READING TEXT:
[Start of Attachment]

Dr. Weinberger is Director and CEO of the Lieber Institute for Brain Development located at the Johns Hopkins University and Professor of Psychiatry, Neurology, Neuroscience and Human Genetics at the Johns Hopkins University School of Medicine. He was formally Director of the Genes, Cognition, and Psychosis Program of the Intramural Research Program, National Institute of Mental Health, National Institutes of Health in Bethesda, Maryland. He attended college at the Johns Hopkins University and medical school at the University of Pennsylvania and did residencies in psychiatry at Harvard Medical School and in neurology at George Washington University. He is board certified in both psychiatry and neurology.
Dr. Weinberger's research has focused on brain and genetic mechanisms involved in the pathogenesis and treatment of neuropsychiatric disorders, especially schizophrenia. He was instrumental in focusing research on the role of abnormal brain development as a risk factor for schizophrenia. He has identified a number of specific neural and molecular mechanisms of genetic risk for schizophrenia, and genetic effects that account for variation in specific human cognitive functions and in human temperament. His recent work has focused on genetic and epigenetic regulation of expression in human brain of genes associated with developmental brain disorders. In 2003, Science magazine highlighted the genetic research of his lab as the second biggest scientific breakthrough of the year, second to the origins of the cosmos.
He is the recipient of many honors and awards, including the K.J. Zulch Prize of the Max Planck Society, the NIH Directors Award, The Roche-Nature Medicine Neuroscience Award, The William K. Warren Medical Research Institute Award, the Adolf Meyer Prize of the American Psychiatric Association, the Foundation's Fund Prize from the American Psychiatric Association, and the Lieber Prize of the Brain and Behavior Research Foundation. He is past president of the Society of Biological Psychiatry, past President of the American College of Neuropsychopharmacology and has been elected to the National Academy of Medicine of the National Academy of Sciences.

[End of Attachment]

Dataset entries:
[Start of Attachment]

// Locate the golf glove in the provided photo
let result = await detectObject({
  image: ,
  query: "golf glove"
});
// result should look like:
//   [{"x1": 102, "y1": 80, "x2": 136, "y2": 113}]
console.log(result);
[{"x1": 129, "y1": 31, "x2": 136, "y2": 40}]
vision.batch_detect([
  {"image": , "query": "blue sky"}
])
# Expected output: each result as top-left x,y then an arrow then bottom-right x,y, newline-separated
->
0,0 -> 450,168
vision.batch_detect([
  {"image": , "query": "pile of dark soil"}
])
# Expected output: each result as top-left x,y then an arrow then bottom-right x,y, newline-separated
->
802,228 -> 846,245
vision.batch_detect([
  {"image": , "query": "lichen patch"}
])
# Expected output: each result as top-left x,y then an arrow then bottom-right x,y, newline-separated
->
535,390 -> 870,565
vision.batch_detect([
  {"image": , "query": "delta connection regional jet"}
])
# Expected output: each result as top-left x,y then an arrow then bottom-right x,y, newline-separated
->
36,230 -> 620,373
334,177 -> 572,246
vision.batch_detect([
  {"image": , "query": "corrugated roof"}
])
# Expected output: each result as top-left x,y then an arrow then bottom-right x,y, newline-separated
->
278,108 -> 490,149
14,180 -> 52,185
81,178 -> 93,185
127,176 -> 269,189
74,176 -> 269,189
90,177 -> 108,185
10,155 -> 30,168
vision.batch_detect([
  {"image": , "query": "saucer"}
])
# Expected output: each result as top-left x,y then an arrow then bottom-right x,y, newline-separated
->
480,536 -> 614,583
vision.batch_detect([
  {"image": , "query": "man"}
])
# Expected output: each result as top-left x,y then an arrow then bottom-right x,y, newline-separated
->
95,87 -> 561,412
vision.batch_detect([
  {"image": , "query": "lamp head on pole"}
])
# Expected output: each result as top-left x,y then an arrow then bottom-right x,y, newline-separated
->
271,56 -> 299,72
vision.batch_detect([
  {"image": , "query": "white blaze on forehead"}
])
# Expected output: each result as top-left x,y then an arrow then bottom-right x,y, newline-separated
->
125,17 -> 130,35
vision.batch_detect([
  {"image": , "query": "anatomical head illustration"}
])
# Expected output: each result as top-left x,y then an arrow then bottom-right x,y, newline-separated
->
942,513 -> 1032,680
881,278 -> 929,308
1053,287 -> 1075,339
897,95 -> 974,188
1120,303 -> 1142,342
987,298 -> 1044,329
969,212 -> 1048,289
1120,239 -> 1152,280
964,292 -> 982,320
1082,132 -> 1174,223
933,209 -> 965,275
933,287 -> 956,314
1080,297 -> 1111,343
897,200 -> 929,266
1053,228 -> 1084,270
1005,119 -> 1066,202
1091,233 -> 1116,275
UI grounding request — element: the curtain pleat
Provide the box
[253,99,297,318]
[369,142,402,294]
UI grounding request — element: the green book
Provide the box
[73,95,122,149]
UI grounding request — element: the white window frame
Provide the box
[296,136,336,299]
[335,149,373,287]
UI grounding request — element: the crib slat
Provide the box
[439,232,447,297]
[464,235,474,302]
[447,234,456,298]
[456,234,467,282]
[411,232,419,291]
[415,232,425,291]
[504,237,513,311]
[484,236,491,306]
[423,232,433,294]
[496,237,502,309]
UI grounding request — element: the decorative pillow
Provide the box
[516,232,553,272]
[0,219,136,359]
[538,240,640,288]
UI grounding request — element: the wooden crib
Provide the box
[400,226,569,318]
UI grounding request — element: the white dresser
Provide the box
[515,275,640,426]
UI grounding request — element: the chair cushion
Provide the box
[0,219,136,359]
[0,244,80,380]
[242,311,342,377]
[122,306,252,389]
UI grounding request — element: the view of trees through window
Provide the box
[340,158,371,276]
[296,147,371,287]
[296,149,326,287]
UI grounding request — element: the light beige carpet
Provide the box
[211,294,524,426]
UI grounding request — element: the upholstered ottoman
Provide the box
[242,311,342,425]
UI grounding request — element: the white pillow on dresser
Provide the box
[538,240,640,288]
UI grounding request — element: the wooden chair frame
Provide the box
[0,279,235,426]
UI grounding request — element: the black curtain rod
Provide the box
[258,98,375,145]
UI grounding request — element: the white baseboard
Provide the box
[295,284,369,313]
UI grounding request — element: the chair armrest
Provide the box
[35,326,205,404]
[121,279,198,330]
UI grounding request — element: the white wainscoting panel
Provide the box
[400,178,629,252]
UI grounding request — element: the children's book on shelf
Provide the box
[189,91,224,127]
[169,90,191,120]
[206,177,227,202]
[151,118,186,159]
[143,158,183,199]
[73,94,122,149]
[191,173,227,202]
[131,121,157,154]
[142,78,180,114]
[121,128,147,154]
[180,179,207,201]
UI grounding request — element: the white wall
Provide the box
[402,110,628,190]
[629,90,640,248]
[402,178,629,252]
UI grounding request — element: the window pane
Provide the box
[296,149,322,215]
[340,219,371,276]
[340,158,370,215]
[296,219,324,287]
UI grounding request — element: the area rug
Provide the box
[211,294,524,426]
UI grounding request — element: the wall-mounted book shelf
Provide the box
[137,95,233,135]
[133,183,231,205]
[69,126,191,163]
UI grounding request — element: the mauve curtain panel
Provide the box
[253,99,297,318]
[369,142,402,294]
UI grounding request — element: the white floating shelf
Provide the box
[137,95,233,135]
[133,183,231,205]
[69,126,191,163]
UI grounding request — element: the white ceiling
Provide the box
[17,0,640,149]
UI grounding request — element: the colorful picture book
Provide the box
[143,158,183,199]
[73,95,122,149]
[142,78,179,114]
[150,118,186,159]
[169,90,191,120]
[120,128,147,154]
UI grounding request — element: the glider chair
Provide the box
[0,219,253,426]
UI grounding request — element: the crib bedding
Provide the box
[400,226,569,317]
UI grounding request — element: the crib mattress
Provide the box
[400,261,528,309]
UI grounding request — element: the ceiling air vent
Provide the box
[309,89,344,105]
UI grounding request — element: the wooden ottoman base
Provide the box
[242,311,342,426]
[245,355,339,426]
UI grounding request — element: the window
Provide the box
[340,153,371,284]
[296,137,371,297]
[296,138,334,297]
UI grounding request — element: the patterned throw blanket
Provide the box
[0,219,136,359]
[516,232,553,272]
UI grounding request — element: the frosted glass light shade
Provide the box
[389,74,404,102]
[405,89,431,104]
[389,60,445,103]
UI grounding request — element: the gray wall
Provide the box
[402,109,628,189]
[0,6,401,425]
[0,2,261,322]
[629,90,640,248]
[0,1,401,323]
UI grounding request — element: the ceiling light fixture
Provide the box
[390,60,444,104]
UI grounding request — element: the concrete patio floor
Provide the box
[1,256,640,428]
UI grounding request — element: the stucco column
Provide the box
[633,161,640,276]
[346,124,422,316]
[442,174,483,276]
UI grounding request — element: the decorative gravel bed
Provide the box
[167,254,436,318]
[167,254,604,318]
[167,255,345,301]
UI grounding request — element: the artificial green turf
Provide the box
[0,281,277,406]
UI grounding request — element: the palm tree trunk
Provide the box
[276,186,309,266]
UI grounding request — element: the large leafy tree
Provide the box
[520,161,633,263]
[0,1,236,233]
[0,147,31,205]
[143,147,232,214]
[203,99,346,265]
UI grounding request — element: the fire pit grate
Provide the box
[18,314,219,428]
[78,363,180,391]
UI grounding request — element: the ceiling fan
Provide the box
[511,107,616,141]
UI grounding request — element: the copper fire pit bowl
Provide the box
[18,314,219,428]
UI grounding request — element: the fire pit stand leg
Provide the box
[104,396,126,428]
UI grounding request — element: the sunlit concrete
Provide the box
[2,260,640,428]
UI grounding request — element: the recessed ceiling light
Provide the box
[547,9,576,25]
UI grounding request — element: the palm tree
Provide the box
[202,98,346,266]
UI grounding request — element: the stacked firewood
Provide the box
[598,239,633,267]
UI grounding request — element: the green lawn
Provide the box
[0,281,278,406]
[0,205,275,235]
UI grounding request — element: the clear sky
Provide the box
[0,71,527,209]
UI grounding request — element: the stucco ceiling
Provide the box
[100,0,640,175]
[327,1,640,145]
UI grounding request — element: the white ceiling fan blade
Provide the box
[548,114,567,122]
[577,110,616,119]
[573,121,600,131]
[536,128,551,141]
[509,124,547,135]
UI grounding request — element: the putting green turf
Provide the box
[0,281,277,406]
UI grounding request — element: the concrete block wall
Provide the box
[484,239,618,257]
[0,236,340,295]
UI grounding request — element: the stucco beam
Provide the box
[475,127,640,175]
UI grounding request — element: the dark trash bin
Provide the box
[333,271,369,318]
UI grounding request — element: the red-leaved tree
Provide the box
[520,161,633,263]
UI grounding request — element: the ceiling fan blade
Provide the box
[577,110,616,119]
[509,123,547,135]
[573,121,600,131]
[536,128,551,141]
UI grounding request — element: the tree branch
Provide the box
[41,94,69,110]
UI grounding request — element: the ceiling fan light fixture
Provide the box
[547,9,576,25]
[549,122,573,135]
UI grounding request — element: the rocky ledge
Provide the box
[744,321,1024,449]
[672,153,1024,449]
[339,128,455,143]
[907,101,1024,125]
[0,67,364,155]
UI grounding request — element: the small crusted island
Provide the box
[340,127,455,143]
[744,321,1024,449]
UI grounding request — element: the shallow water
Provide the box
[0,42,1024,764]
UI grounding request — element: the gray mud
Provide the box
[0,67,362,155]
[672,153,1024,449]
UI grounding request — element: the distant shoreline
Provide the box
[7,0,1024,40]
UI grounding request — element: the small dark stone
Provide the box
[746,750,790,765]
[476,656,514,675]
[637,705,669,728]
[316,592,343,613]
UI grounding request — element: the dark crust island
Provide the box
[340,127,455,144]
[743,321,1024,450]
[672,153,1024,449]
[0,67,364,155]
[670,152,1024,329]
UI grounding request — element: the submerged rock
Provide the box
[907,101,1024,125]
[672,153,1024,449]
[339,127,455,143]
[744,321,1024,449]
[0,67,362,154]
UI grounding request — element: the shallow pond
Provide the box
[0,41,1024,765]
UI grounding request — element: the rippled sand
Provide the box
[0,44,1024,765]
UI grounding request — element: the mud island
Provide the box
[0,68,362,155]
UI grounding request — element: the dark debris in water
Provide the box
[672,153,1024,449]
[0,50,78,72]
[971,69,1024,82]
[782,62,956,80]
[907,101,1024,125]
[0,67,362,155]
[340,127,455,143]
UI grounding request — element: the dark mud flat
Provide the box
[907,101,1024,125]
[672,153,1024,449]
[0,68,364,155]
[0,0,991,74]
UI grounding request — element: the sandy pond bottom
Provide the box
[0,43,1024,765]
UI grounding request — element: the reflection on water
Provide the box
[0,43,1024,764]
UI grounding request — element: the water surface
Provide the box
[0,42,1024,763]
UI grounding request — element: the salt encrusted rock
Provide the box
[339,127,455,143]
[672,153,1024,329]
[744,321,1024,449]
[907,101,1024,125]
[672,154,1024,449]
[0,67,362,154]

[End of Attachment]

EXERCISE OBJECTIVE:
For each statement below, answer yes or no according to the profile of Dr. Weinberger, and quote the words of the profile that settle it. (a) He did his residency in psychiatry at Harvard Medical School. (b) Science magazine named his lab's genetic research the biggest scientific breakthrough of 2003. (c) He currently serves as president of the Society of Biological Psychiatry.

WRITTEN ANSWER:
(a) Yes: "did residencies in psychiatry at Harvard Medical School"
(b) No: "as the second biggest scientific breakthrough of the year, second to the origins of the cosmos"
(c) No: "He is past president of the Society of Biological Psychiatry"